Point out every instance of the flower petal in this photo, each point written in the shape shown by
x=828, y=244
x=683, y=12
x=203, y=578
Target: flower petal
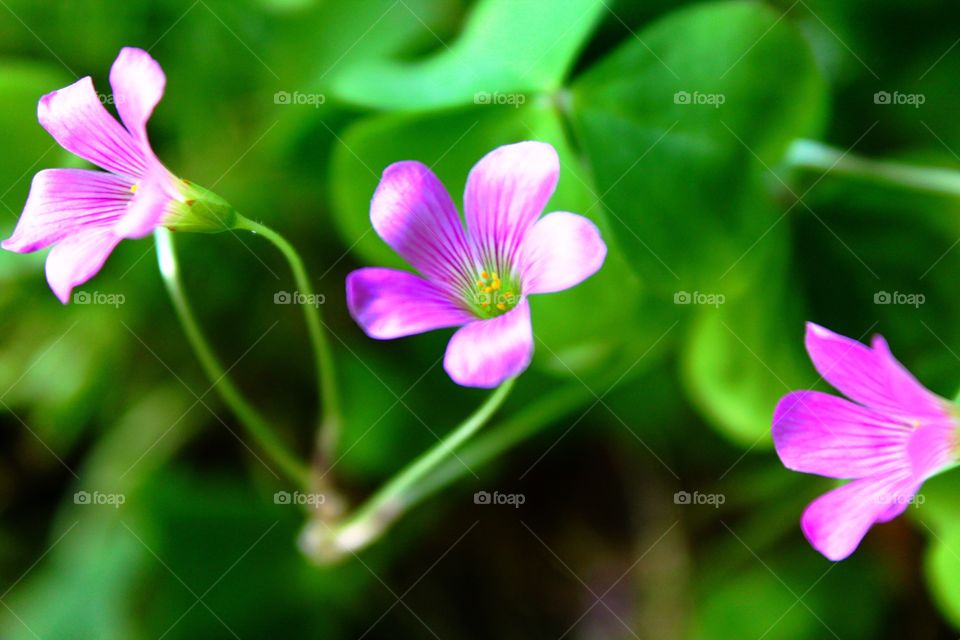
x=815, y=432
x=560, y=251
x=149, y=204
x=63, y=201
x=77, y=258
x=413, y=213
x=872, y=377
x=487, y=352
x=837, y=521
x=77, y=120
x=387, y=304
x=506, y=192
x=138, y=82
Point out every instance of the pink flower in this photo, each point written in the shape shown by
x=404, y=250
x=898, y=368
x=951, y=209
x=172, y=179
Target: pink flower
x=477, y=278
x=889, y=440
x=84, y=213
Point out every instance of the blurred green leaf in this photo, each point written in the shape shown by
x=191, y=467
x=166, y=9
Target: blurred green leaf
x=507, y=48
x=678, y=122
x=745, y=352
x=942, y=568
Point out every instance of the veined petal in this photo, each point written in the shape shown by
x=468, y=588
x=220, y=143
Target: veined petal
x=138, y=82
x=837, y=521
x=506, y=192
x=872, y=377
x=64, y=201
x=77, y=258
x=413, y=213
x=487, y=352
x=815, y=432
x=151, y=200
x=387, y=304
x=77, y=120
x=560, y=251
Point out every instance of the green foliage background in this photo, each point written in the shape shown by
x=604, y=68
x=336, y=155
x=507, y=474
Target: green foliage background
x=662, y=397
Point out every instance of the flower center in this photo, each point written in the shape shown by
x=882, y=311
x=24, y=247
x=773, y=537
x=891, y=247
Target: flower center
x=493, y=296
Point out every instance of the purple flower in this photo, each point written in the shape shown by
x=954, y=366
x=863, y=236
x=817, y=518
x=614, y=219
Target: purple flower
x=477, y=278
x=84, y=213
x=888, y=441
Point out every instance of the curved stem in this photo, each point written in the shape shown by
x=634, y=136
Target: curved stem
x=328, y=396
x=808, y=154
x=325, y=542
x=256, y=426
x=503, y=437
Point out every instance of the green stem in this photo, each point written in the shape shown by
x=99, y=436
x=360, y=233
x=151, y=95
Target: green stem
x=325, y=542
x=256, y=426
x=811, y=155
x=505, y=436
x=328, y=395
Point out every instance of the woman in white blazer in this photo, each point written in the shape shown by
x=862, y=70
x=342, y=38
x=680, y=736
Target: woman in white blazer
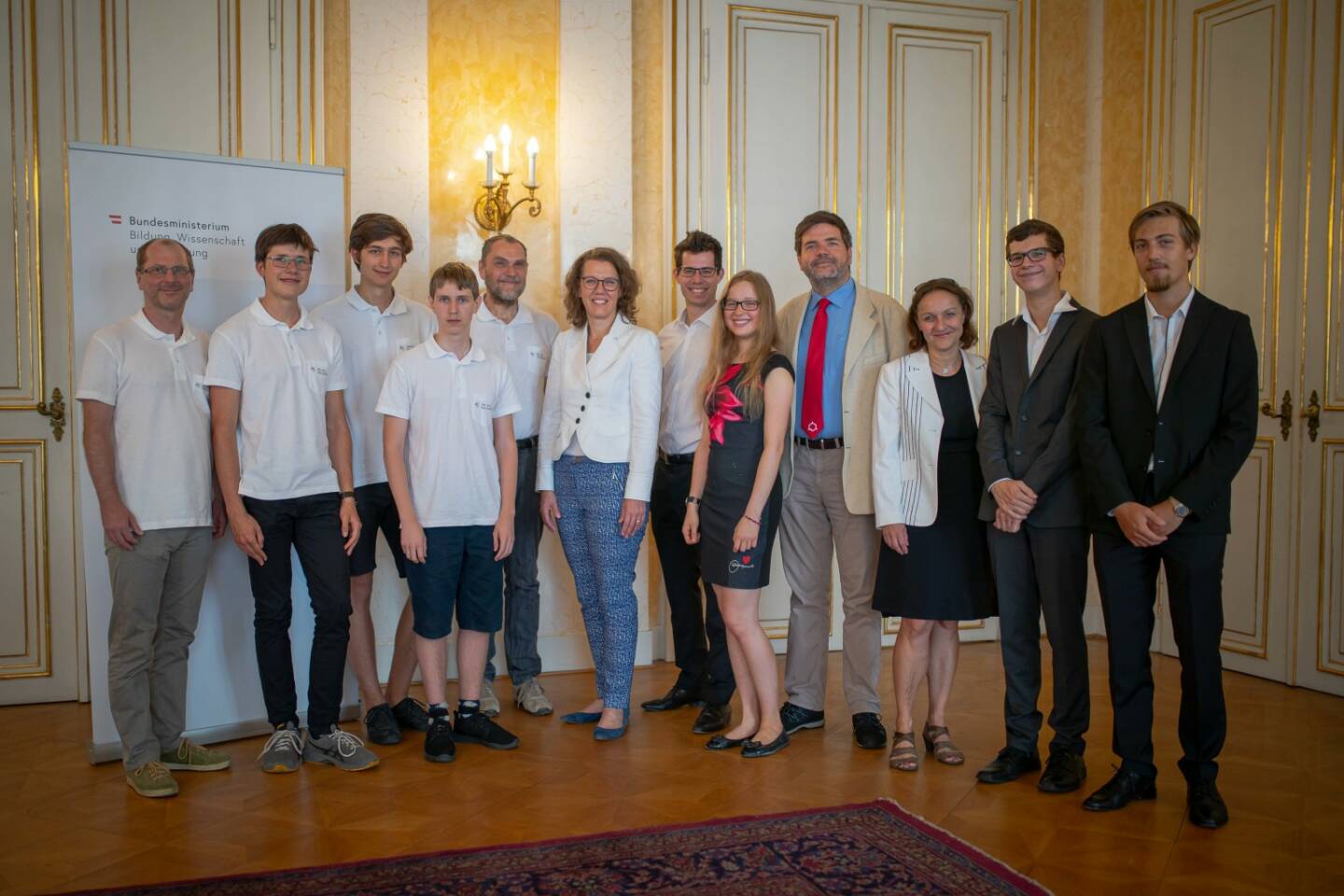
x=934, y=562
x=595, y=453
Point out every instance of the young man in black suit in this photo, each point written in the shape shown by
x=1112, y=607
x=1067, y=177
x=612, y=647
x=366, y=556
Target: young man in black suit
x=1038, y=544
x=1166, y=419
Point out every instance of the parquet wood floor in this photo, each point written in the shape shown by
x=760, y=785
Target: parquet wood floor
x=66, y=825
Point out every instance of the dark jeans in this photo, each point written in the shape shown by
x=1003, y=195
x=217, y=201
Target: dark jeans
x=705, y=668
x=1042, y=571
x=522, y=593
x=311, y=525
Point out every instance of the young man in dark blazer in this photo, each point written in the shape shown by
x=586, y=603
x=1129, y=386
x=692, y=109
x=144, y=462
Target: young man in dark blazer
x=1038, y=544
x=1166, y=419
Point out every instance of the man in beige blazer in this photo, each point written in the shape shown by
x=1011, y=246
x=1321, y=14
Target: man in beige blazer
x=837, y=336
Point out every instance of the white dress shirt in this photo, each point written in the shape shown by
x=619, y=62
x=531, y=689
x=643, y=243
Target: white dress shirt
x=686, y=351
x=525, y=344
x=371, y=342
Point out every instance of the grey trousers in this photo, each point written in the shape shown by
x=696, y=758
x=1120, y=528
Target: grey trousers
x=156, y=592
x=816, y=526
x=522, y=593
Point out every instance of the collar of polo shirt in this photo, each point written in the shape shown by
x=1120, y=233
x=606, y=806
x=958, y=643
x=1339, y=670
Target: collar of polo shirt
x=263, y=317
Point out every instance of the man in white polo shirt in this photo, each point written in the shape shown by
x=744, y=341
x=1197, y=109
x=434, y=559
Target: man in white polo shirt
x=375, y=326
x=283, y=450
x=147, y=442
x=522, y=336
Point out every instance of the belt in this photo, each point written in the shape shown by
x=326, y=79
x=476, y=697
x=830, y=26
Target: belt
x=837, y=441
x=677, y=459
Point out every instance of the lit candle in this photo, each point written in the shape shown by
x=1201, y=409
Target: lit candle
x=532, y=148
x=506, y=138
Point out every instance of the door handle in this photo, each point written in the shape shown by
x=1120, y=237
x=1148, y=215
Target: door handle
x=55, y=413
x=1285, y=413
x=1312, y=413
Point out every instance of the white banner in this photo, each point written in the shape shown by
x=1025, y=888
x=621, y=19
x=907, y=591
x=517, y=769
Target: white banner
x=119, y=199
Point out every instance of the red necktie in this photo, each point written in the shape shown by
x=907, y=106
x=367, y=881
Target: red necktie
x=813, y=376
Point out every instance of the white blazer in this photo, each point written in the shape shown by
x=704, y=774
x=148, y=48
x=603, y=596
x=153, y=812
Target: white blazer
x=906, y=430
x=610, y=402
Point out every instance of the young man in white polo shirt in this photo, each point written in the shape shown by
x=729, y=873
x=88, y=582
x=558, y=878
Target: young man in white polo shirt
x=375, y=326
x=277, y=385
x=147, y=441
x=522, y=336
x=452, y=462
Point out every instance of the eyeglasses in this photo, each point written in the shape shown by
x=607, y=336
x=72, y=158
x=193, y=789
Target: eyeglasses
x=1034, y=254
x=595, y=284
x=286, y=260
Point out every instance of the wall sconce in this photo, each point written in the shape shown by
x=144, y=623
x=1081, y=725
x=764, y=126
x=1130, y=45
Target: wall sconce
x=492, y=208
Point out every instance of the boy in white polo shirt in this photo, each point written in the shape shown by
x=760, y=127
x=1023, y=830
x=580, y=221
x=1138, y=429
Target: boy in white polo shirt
x=147, y=441
x=452, y=464
x=283, y=458
x=375, y=326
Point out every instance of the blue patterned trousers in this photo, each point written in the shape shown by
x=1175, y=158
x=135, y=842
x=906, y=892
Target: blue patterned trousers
x=589, y=496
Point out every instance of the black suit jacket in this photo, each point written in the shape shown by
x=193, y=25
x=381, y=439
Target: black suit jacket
x=1026, y=422
x=1203, y=431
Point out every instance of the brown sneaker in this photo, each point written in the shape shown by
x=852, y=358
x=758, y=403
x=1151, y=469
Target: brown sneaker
x=152, y=779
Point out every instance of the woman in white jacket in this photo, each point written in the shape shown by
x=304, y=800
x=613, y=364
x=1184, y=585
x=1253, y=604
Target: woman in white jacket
x=934, y=565
x=595, y=453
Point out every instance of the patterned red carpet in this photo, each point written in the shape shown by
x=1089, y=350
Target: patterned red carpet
x=867, y=847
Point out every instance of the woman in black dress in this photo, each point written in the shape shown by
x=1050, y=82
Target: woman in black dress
x=733, y=510
x=934, y=565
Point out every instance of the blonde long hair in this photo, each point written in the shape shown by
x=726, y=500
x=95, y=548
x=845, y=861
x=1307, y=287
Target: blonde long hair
x=724, y=347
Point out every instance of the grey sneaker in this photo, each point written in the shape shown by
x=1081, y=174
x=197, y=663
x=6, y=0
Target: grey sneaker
x=339, y=749
x=284, y=751
x=530, y=697
x=489, y=703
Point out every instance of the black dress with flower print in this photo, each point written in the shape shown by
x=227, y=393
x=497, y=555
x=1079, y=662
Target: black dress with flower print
x=735, y=448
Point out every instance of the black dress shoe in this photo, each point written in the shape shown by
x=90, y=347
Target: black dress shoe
x=1123, y=789
x=712, y=718
x=720, y=742
x=868, y=731
x=1065, y=773
x=1007, y=766
x=794, y=718
x=674, y=699
x=1206, y=805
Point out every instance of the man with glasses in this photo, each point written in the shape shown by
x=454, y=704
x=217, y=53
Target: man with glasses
x=522, y=336
x=1038, y=543
x=375, y=326
x=283, y=457
x=837, y=337
x=706, y=673
x=147, y=442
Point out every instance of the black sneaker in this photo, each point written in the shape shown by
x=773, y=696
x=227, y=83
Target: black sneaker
x=412, y=715
x=439, y=739
x=382, y=725
x=794, y=718
x=479, y=728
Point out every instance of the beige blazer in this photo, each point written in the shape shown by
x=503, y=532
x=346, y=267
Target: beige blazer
x=876, y=336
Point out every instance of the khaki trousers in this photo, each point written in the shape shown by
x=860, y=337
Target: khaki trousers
x=156, y=592
x=816, y=526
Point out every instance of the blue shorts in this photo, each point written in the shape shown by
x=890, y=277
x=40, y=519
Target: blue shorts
x=460, y=571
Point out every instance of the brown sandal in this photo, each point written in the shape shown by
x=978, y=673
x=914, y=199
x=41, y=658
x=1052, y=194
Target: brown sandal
x=903, y=758
x=944, y=751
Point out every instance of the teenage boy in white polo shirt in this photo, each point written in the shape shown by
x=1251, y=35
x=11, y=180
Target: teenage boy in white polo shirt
x=452, y=462
x=522, y=336
x=147, y=441
x=277, y=385
x=375, y=326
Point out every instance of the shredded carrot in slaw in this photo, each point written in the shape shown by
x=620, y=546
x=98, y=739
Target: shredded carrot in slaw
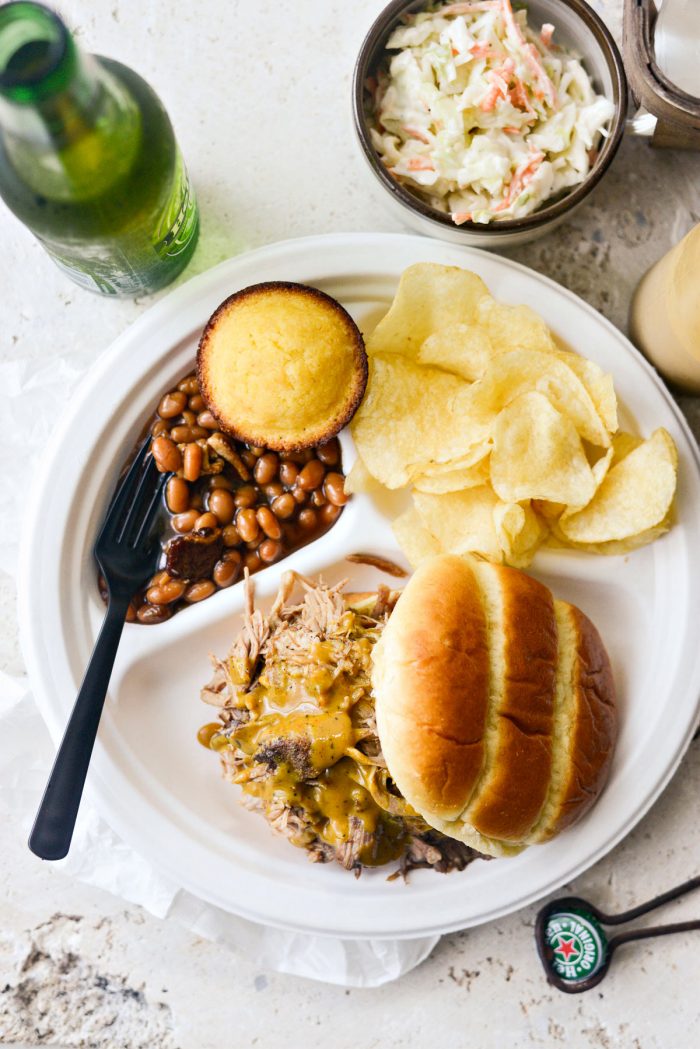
x=476, y=107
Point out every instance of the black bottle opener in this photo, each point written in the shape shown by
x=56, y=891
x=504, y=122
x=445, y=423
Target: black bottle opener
x=573, y=946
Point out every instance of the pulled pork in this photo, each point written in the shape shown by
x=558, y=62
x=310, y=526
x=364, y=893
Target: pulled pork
x=298, y=731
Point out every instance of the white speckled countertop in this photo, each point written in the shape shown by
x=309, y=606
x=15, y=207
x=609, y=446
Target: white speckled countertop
x=259, y=94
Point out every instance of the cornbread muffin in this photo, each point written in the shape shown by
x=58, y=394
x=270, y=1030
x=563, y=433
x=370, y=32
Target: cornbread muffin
x=281, y=365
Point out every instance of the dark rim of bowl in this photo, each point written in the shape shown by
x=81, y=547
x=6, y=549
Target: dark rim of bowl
x=373, y=48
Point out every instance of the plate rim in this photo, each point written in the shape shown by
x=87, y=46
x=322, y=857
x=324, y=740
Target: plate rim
x=176, y=302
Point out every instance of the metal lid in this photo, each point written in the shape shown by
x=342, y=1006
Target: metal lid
x=677, y=112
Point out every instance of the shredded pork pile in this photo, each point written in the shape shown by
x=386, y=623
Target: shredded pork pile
x=298, y=733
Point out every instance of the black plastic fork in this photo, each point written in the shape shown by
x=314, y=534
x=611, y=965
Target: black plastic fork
x=126, y=552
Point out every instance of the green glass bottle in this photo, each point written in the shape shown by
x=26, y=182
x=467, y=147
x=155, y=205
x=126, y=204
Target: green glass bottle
x=88, y=159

----

> **Exercise**: Update the listing from its start up to and including the line with "x=942, y=568", replacing "pink flower" with "pink blossom" and changing nothing else. Give back only those lines, and leave the pictures out.

> **Task answer**:
Point out every instance of the flower petal in this photo, each point written in the shape shown by
x=828, y=244
x=683, y=12
x=203, y=578
Target: flower petal
x=815, y=432
x=560, y=251
x=149, y=204
x=63, y=201
x=77, y=258
x=413, y=213
x=872, y=377
x=487, y=352
x=837, y=521
x=77, y=120
x=387, y=304
x=506, y=192
x=138, y=82
Point out every instance of the pink blossom in this photo, each point written in the shape shown by
x=404, y=250
x=898, y=368
x=951, y=209
x=172, y=179
Target: pink blossom
x=477, y=278
x=889, y=440
x=84, y=213
Point out every instance of the blurred green leaf in this photo, each point written in the shape shown by
x=191, y=467
x=166, y=9
Target: blurred green leaf
x=507, y=48
x=678, y=122
x=745, y=352
x=942, y=568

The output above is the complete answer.